[Recorded data]
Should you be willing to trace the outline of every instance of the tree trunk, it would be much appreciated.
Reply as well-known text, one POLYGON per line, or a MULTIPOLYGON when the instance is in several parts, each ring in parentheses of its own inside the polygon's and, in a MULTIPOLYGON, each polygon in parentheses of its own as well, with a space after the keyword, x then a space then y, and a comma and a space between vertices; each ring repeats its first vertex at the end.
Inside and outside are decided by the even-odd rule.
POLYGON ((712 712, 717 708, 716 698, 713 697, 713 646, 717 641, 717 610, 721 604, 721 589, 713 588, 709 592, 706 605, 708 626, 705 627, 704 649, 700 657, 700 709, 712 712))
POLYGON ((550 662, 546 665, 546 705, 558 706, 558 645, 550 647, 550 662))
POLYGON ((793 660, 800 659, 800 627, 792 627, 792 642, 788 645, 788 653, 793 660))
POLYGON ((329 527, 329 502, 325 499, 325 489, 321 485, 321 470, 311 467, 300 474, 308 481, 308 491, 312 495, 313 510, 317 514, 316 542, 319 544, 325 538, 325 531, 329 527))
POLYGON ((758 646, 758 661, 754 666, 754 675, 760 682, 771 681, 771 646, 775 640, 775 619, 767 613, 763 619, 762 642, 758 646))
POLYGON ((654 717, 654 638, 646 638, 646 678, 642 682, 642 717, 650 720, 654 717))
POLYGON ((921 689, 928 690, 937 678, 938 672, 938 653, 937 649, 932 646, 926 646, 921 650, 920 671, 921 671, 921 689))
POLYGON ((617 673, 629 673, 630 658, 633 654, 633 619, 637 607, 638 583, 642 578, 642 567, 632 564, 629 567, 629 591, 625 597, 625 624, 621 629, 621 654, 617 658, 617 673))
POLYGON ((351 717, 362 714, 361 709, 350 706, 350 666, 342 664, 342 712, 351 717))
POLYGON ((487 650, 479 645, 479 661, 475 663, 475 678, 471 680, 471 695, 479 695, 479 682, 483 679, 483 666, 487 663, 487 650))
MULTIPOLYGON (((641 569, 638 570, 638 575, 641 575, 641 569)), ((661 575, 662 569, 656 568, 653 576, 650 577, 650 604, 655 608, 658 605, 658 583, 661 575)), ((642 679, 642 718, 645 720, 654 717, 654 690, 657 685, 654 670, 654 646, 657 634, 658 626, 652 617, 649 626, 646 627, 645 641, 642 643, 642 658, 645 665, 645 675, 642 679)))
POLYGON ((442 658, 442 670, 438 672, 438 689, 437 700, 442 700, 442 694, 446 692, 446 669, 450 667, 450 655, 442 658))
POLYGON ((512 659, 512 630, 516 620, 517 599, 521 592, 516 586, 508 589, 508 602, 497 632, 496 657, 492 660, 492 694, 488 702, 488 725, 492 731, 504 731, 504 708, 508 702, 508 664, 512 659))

◆ What to do
Scan the entries above for the string "instance" and copy each line containing it.

◆ Written response
Should you be willing to trace the outline of every instance of the tree trunk, it would be much appreciated.
Reply as well-known text, one POLYGON per line, or a MULTIPOLYGON when the instance is in several parts, each ring in parentheses of its own inside the polygon's and, in a MULTIPOLYGON, each polygon in parentheses of its own as well, with a space after the keyword, x then a space then y, and a comma and a space between vertices; each ring repeats its first vertex at the end.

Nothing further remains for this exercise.